Rescale the records from their start through the line containing "POLYGON ((723 35, 720", both included, by writing out every line again, requests too. Multiply each polygon coordinate in the answers by 1.9 and round to whole numbers, halves up, leaving the numbers in the requests and their format samples as they are.
=======
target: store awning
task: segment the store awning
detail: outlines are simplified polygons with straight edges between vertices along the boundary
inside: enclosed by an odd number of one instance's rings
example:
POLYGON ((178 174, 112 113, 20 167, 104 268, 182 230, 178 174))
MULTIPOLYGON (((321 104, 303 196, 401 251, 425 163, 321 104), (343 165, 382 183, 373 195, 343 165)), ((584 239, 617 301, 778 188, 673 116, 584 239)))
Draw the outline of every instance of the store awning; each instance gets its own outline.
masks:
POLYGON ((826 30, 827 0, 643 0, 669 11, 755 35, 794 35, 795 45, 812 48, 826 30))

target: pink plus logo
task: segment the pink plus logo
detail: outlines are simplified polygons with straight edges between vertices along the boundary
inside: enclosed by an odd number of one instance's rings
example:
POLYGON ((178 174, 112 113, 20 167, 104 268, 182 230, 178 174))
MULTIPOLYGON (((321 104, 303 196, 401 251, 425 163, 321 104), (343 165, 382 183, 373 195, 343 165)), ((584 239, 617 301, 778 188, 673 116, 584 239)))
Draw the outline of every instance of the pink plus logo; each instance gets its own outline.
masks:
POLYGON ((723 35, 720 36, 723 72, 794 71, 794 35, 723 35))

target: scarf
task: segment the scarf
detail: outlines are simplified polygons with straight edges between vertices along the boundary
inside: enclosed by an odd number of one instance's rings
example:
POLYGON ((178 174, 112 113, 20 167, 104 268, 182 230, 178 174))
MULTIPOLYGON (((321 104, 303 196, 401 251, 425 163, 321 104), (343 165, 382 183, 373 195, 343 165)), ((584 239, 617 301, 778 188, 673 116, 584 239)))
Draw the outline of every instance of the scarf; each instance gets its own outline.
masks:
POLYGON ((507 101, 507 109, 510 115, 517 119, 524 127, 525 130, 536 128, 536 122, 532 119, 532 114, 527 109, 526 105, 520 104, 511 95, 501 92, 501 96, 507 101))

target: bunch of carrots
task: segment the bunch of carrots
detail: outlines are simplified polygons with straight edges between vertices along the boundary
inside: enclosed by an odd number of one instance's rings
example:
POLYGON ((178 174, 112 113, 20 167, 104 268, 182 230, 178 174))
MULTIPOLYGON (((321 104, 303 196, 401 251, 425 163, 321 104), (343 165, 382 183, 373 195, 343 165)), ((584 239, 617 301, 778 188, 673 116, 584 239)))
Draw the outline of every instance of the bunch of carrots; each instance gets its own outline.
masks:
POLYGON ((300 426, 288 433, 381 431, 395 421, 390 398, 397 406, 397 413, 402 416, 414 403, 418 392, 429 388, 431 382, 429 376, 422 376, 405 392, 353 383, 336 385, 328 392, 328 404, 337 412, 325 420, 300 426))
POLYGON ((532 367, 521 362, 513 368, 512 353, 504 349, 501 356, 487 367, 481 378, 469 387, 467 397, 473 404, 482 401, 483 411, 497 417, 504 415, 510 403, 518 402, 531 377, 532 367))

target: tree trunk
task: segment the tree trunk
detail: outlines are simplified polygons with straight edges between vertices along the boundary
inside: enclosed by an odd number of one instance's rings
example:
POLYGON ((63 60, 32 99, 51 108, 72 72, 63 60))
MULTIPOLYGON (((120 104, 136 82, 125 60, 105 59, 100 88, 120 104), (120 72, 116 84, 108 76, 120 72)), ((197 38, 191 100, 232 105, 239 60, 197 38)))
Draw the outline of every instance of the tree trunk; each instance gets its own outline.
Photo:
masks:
=======
Complete response:
target: store awning
task: segment the store awning
detail: outlines are simplified polygons with straight edges between vertices along the boundary
inside: enclosed by an odd number of one instance's rings
example:
POLYGON ((178 174, 112 113, 20 167, 104 268, 182 230, 178 174))
MULTIPOLYGON (((321 104, 303 196, 401 251, 425 163, 321 104), (343 165, 382 183, 373 195, 343 165)), ((584 239, 617 301, 778 188, 673 116, 584 239)))
Draw the outline of every instance of the store awning; each instance gets its own outline.
masks:
POLYGON ((1569 57, 1571 0, 1222 0, 1271 21, 1435 67, 1509 67, 1511 86, 1543 91, 1569 57))

target: pink plus logo
task: segment the pink plus logo
detail: outlines are simplified polygons with straight edges between vertices along the boundary
inside: enclosed by an odd number of one instance's rings
example:
POLYGON ((178 174, 112 113, 20 167, 104 268, 182 230, 178 174))
MULTIPOLYGON (((321 104, 303 196, 401 251, 425 163, 321 104), (343 165, 382 183, 373 195, 343 165)), ((584 239, 617 301, 778 188, 673 116, 584 239)))
Draw the outline of every instance of the pink plus logo; each instance gets its own outline.
masks:
POLYGON ((1374 67, 1368 68, 1374 137, 1509 135, 1509 67, 1374 67))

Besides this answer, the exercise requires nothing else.